- WRITTEN REQUEST 1:
Tally the lines of the records that contain the string "tree", treating case as significant, and give only the number.
################
This is reflected in the Napoleonic Code provision prohibiting judges from deciding a case by way of introducing a general rule (Article 5), since the creation of general rules is an exercise of legislative and not of judicial power. In theory, there is thus no case law in France. However, the courts still had to fill in the gaps in the laws and regulations and, indeed, were prohibited from refusing to do so (Article 4). Moreover, both the code and legislation have required judicial interpretation. Thus a vast body of case law has come into existence. There is no rule of stare decisis (binding precedent) in French law, but decisions by important courts have become more or less equivalent to case law (see jurisprudence constante).
The preliminary article of the Code established certain important provisions regarding the rule of law. Laws could be applied only if they had been duly promulgated, and then only if they had been published officially (including provisions for publishing delays, given the means of communication available at the time). Thus, no secret laws were authorized. It prohibited ex post facto laws (i.e. laws that apply to events that occurred before their introduction). The code also prohibited judges from refusing justice on grounds of insufficiency of the law, thereby encouraging them to interpret the law. On the other hand, it prohibited judges from passing general judgments of a legislative value (see above).
################
- WRITTEN REQUEST 2:
Answer these questions from the text on the Napoleonic Code:
(a) Which article prohibits judges from deciding a case by introducing a general rule?
(b) Which article prohibited the courts from refusing to fill in the gaps in the laws and regulations?
(c) What kind of laws, applying to events that occurred before their introduction, did the Code prohibit?

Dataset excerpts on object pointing
################
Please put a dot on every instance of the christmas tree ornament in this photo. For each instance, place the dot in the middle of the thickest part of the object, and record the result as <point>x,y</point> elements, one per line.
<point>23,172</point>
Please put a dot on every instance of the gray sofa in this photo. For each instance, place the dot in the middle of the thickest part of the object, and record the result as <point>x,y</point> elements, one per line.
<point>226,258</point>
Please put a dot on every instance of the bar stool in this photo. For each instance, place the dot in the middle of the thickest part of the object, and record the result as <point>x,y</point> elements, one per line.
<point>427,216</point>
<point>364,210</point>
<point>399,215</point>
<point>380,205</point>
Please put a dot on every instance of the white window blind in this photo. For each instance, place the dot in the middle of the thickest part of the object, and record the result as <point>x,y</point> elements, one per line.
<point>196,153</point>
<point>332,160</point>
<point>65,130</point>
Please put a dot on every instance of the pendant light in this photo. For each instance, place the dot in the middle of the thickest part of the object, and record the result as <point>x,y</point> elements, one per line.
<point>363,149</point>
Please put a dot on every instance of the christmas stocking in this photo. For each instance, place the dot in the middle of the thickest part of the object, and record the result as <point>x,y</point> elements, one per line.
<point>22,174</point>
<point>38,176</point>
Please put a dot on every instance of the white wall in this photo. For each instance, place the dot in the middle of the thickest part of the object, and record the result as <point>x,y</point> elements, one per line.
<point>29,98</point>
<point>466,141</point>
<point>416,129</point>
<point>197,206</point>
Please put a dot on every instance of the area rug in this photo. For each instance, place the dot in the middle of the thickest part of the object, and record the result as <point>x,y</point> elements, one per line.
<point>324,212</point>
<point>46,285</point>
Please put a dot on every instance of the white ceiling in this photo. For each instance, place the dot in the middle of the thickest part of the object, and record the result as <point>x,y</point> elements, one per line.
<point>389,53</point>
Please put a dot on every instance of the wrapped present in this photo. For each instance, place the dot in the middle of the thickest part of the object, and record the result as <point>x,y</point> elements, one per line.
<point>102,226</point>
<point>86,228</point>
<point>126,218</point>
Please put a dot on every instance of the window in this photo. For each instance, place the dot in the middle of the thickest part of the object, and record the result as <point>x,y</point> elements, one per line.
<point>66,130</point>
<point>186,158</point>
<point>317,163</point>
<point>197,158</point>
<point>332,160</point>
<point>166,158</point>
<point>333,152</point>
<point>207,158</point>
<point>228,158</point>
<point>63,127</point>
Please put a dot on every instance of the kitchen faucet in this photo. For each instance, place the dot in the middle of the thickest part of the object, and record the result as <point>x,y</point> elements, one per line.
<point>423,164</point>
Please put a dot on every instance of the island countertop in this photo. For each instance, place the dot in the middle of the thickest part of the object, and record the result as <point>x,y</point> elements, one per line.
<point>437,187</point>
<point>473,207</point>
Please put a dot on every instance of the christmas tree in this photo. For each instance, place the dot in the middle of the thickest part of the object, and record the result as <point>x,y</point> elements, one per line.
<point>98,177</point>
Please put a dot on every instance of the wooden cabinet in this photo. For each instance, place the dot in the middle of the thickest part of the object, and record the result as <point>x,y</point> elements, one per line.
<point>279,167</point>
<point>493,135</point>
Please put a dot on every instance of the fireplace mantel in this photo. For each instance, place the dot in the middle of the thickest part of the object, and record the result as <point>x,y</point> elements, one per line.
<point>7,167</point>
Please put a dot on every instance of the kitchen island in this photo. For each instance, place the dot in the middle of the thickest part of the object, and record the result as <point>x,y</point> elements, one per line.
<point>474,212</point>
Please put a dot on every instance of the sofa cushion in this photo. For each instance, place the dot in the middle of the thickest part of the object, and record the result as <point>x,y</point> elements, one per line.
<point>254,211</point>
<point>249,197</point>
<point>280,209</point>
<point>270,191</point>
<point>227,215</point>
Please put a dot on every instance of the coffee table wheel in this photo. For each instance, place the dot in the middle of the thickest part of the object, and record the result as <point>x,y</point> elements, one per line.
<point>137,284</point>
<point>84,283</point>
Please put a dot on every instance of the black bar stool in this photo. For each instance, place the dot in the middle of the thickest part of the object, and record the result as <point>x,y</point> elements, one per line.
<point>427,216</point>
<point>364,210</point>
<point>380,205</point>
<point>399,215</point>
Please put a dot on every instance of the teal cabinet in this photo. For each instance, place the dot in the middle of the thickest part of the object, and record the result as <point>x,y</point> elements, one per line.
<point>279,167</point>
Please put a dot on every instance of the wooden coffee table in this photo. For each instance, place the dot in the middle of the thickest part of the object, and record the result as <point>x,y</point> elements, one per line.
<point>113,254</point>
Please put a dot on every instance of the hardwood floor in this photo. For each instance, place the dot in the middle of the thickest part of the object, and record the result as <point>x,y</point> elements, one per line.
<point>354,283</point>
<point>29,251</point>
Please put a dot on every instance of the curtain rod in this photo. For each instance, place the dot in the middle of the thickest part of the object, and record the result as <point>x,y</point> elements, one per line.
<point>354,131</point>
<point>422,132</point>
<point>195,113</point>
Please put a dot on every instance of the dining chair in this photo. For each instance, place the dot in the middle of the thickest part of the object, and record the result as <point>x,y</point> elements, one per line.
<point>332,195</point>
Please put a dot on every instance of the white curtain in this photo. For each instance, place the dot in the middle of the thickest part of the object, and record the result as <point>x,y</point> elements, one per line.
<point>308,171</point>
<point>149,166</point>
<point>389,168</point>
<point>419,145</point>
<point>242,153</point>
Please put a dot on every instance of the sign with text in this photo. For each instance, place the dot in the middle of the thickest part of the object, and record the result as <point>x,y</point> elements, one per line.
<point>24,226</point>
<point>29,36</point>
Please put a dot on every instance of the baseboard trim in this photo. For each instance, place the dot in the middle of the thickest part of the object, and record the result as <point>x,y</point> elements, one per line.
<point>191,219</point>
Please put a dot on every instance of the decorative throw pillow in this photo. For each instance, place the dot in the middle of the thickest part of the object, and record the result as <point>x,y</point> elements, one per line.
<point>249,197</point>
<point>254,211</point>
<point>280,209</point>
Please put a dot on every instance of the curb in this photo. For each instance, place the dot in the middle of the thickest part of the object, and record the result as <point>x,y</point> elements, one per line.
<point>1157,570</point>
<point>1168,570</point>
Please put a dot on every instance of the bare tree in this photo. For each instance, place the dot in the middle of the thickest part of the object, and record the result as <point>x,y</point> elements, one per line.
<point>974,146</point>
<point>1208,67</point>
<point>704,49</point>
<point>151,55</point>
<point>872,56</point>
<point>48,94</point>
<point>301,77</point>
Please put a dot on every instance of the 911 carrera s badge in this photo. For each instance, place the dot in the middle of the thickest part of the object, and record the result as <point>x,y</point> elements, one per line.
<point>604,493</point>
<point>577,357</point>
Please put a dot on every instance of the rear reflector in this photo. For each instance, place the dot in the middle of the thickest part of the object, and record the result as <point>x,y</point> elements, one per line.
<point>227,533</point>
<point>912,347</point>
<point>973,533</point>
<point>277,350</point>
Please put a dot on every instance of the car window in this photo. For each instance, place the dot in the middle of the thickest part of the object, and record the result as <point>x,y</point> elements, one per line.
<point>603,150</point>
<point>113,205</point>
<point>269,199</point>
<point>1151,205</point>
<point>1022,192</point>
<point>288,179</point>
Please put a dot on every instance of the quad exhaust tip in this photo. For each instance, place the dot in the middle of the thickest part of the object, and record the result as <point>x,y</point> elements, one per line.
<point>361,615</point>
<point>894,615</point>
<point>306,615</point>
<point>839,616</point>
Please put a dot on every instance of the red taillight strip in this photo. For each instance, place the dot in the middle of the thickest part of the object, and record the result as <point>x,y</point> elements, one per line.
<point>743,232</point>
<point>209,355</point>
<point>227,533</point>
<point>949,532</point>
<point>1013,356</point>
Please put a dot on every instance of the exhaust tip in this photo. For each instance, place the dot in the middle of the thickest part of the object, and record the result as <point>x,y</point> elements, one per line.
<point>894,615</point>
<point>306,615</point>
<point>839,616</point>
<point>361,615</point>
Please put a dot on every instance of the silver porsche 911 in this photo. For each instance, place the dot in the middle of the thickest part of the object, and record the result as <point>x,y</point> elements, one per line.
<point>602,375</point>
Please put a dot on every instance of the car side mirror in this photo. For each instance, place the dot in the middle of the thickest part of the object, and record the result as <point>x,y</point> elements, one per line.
################
- RESULT 1:
3

- RESULT 2:
(a) Article 5
(b) Article 4
(c) Ex post facto laws